Source extract:

Nope - I watched the video, chuckled, and slept like a baby last night. I'm against cruel torture for no purpose against higher animals, but for crying out loud - It's just a FISH!!!

(running under a rock now)...

Seriously - one way I've heard to "put a fish down" is to drop it in Seltzer water... the CO2 knocks it out fast (as seen in the video).

:boink:


----------



## Gumby (Aug 1, 2005)

taekwondodo said:


> Nope - I watched the video, chuckled, and slept like a baby last night. I'm against cruel torture for no purpose against higher animals, but for crying out loud - It's just a FISH!!!
> 
> (running under a rock now)...


Kinda along my lines of thinking. I didn't want to say it out of fear of getting pounced on, but since I have an ally I'll agree. Was starting to think I was derranged for a minute there. Glad to know someone else sees it the same way.


----------



## taekwondodo (Dec 14, 2005)

Putting things in perspective of "It's just a goldfish folks" - The "Most Horrible Thing I've Seen in a Long Time"...

Two weeks ago I was driving home from work when some lady tried to cross the crosswalk and was hit and killed by a car. Almost right in front of me.

Sorry, compared to that, gassing a goldfish to sleep and waking him up with a small jolt of electricity just doesn't even make the "Most Horrible Thing I've Seen in a Long Time" scale. The lady that was killed most likely had a family, and kids, a dog ... _and_ a goldfish.

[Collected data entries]
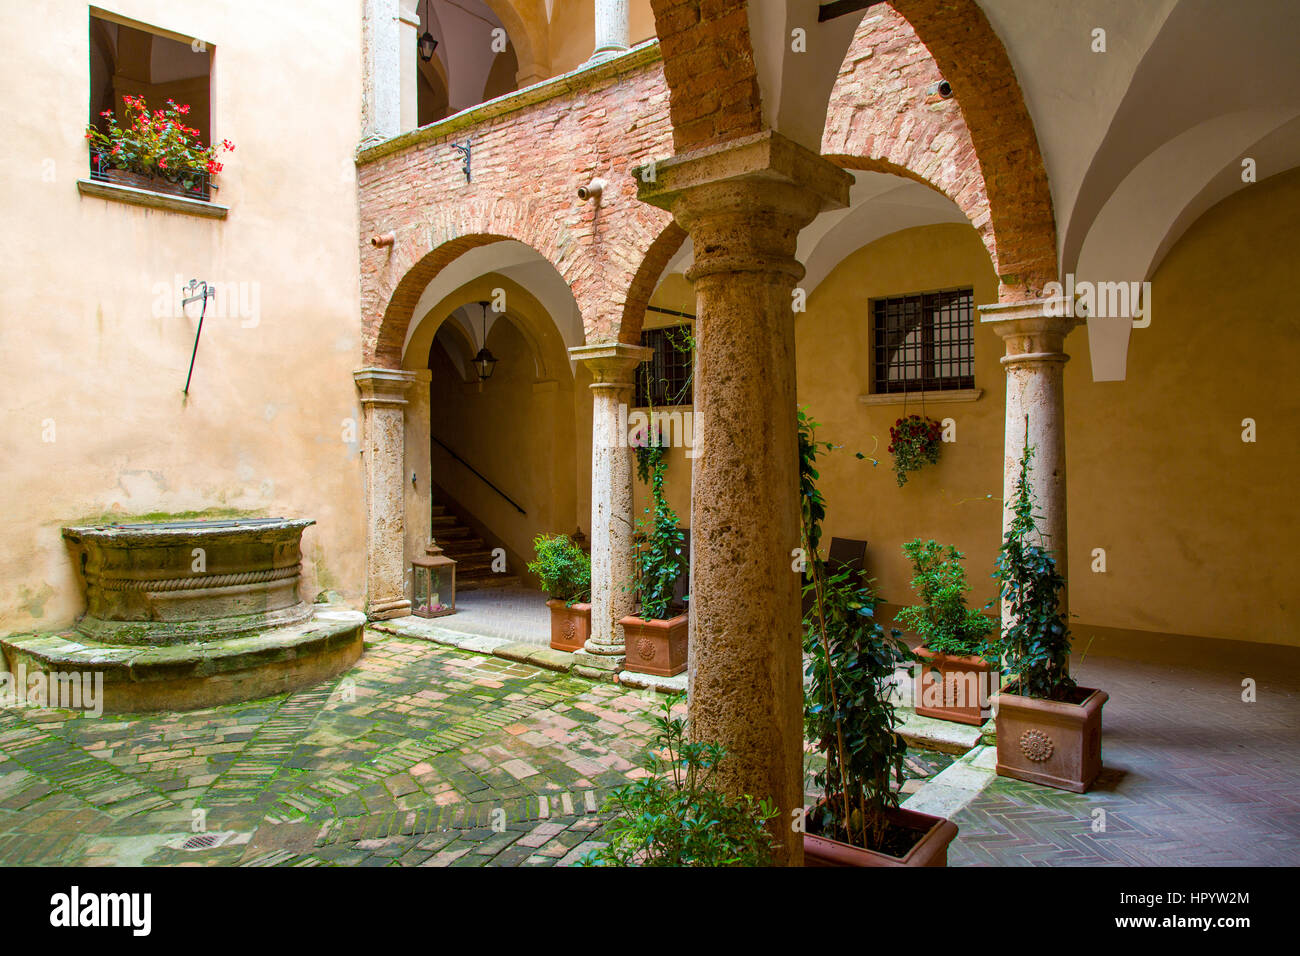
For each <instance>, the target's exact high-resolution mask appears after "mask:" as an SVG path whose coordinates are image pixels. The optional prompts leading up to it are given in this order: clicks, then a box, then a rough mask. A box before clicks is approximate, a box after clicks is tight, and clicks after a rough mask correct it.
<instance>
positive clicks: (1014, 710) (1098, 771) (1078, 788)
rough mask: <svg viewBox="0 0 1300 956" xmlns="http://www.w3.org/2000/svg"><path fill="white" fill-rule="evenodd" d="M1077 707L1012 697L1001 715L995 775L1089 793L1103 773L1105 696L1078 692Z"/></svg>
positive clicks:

Activity list:
1. In the goldfish thread, shorten the paragraph that begins "Kinda along my lines of thinking" and keep its main points.
2. According to the goldfish thread, what is one way to "put a fish down"?
3. Write out the passage of the goldfish thread starting at "## taekwondodo (Dec" and ending at "front of me.", swapping "lady" for "woman".

Solutions to the exercise:
1. The writer shares the same view and had held back from saying so for fear of being attacked. With someone on their side, they now agree openly. They are glad another person sees it the same way, having briefly wondered if they were deranged.

2. Drop it in seltzer water, where the CO2 knocks it out fast.

3.
## taekwondodo (Dec 14, 2005)

Putting things in perspective of "It's just a goldfish folks" - The "Most Horrible Thing I've Seen in a Long Time"...

Two weeks ago I was driving home from work when some woman tried to cross the crosswalk and was hit and killed by a car. Almost right in front of me.